=== TESTO RIPORTATO ===
<<<<
Merton invece afferma che il forte desiderio che può avere un individuo di raggiungere il successo può rendere una persona deviante. Merton, quindi, sostiene che se una persona cerca il successo e viene  bloccata, allora cercherà di accedervi con mezzi indiretti: c’è chi usa mezzi come il lavoro per arrivare al successo, che  però può non essere raggiunto. C’è anche chi è disposto a fare tutto per raggiungere i propri scopi e cerca mezzi alternativi. Tra questi individui Merton pone come esempio il rivoluzionario (da: “La scala a cinque punti” di R. K. Merton).
Non sempre però le cause sono da attribuire ad un insuccesso: in alcuni casi sono proprio le situazioni che portano a commettere dei piccoli reati. Se consideriamo la situazione precaria di un uomo che deve mantenere un’intera famiglia ed ha perso il lavoro, ci rendiamo conto che, in questo caso, se egli rubasse, in un certo senso non commetterebbe lo steso reato di chi invece rapina banche per noia o per divertimento. Si deve quindi sempre tener conto del contesto e dell’intera situazione.
>>>>
Estratti del dataset sull'indicazione di oggetti:
<<<<
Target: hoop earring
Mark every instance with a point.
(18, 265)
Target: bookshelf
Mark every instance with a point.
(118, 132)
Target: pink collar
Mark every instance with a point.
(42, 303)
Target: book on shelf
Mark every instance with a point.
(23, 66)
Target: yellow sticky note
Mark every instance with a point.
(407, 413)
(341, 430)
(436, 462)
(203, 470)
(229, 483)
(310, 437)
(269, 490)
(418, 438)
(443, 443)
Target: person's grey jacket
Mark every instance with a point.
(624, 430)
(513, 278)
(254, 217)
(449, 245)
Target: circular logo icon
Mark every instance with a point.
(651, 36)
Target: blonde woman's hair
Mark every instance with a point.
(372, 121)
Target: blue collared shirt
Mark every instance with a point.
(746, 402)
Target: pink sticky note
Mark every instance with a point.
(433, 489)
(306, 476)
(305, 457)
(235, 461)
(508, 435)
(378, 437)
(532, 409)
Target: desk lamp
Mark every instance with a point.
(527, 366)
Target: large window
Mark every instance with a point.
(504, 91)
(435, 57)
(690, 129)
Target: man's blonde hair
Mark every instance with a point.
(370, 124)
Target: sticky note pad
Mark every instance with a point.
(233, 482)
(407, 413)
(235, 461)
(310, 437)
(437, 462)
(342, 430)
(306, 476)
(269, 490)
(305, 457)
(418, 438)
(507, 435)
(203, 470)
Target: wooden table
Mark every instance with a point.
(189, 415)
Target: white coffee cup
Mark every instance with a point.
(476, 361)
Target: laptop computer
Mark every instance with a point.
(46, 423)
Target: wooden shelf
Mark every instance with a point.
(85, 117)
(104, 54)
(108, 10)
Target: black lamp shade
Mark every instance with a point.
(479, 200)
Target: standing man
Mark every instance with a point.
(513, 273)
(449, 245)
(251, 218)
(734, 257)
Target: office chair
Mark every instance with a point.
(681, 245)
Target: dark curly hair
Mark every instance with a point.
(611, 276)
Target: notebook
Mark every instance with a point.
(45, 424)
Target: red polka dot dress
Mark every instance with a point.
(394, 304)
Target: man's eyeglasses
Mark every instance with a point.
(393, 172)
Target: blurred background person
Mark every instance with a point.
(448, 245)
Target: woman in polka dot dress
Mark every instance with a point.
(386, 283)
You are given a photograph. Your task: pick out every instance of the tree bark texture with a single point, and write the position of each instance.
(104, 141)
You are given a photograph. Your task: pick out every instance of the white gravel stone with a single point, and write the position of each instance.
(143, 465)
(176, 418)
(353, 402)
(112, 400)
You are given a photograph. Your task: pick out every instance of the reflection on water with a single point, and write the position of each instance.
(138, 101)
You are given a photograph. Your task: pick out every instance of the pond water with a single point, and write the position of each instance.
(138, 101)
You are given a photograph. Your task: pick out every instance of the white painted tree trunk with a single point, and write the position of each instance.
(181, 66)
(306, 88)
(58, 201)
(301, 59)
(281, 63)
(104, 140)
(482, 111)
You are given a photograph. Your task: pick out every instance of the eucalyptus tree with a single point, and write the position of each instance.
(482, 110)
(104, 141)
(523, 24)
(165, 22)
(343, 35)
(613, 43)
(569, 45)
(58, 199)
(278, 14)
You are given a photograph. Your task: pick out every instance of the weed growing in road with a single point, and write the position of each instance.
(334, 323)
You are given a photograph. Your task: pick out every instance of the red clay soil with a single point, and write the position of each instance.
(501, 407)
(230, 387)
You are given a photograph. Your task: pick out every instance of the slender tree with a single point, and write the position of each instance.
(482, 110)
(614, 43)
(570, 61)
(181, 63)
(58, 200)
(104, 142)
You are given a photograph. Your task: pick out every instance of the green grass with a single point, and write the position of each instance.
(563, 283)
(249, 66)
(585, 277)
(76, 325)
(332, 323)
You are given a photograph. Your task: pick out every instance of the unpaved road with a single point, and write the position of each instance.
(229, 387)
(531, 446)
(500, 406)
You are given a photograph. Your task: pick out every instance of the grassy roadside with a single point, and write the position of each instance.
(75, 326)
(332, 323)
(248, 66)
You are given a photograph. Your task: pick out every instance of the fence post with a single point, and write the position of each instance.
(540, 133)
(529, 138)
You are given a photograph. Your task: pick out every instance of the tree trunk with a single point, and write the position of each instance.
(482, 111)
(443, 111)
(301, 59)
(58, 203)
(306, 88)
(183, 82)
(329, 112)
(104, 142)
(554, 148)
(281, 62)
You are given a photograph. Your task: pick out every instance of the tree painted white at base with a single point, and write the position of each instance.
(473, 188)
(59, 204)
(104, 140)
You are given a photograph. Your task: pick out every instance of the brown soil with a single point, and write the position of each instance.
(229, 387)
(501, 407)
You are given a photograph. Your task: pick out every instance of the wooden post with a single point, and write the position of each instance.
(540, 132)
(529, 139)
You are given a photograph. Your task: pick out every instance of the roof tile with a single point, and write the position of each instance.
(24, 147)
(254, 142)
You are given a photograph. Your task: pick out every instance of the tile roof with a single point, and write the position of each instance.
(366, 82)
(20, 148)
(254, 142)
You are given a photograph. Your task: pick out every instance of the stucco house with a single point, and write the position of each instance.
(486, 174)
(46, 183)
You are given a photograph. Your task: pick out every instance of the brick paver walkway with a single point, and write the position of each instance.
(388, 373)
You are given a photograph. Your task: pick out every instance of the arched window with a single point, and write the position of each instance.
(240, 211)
>>>>
=== ESERCIZI PROPOSTI ===
(A) Riporta il passo del testo sulla devianza che parte dalle parole "Non sempre però" e si chiude dopo le parole "e dell’intera situazione.".
(B) Rispondi a queste domande sul testo sulla devianza.
(i) Quale figura porta Merton come esempio tra gli individui che cercano mezzi alternativi?
(ii) Per quali motivi, secondo il testo, c'è chi rapina banche?
(iii) Di che cosa si deve sempre tener conto, secondo il testo?
(C) Riprendi il testo sulla devianza e proseguilo dopo la sua ultima frase.
Le righe non servono per svolgere gli esercizi.

=== SOLUZIONI ===
(A)
Non sempre però le cause sono da attribuire ad un insuccesso: in alcuni casi sono proprio le situazioni che portano a commettere dei piccoli reati. Se consideriamo la situazione precaria di un uomo che deve mantenere un’intera famiglia ed ha perso il lavoro, ci rendiamo conto che, in questo caso, se egli rubasse, in un certo senso non commetterebbe lo steso reato di chi invece rapina banche per noia o per divertimento. Si deve quindi sempre tener conto del contesto e dell’intera situazione.

(B)
(i) Il rivoluzionario.
(ii) Per noia o per divertimento.
(iii) Del contesto e dell'intera situazione.

(C)
In un periodo storico come il nostro, un’influenza particolare è esercitata dalla televisione, che spesso alimenta la paura che possa accadere anche a noi qualcosa di brutto.
Chi viene ucciso è, sempre più spesso, ultimamente, una persona comune; per lo più disponibile e tranquilla: un vicino di casa, un famigliare o un amico. L’assassino invece è una persona normale che nessuno avrebbe mai pensato sarebbe stata in grado di commettere un crimine del genere. Ci vengono mostrati programmi interamente dedicati ai delitti più recenti: puntate che si soffermano sui particolari più macabri, impressionanti ed effimeri. Esperti e psicologi dicono la loro su chi sia il possibile colpevole. I media influenzano la gente che, se è più debole, si abitua a sentire queste cose e a considerarle “normalità”.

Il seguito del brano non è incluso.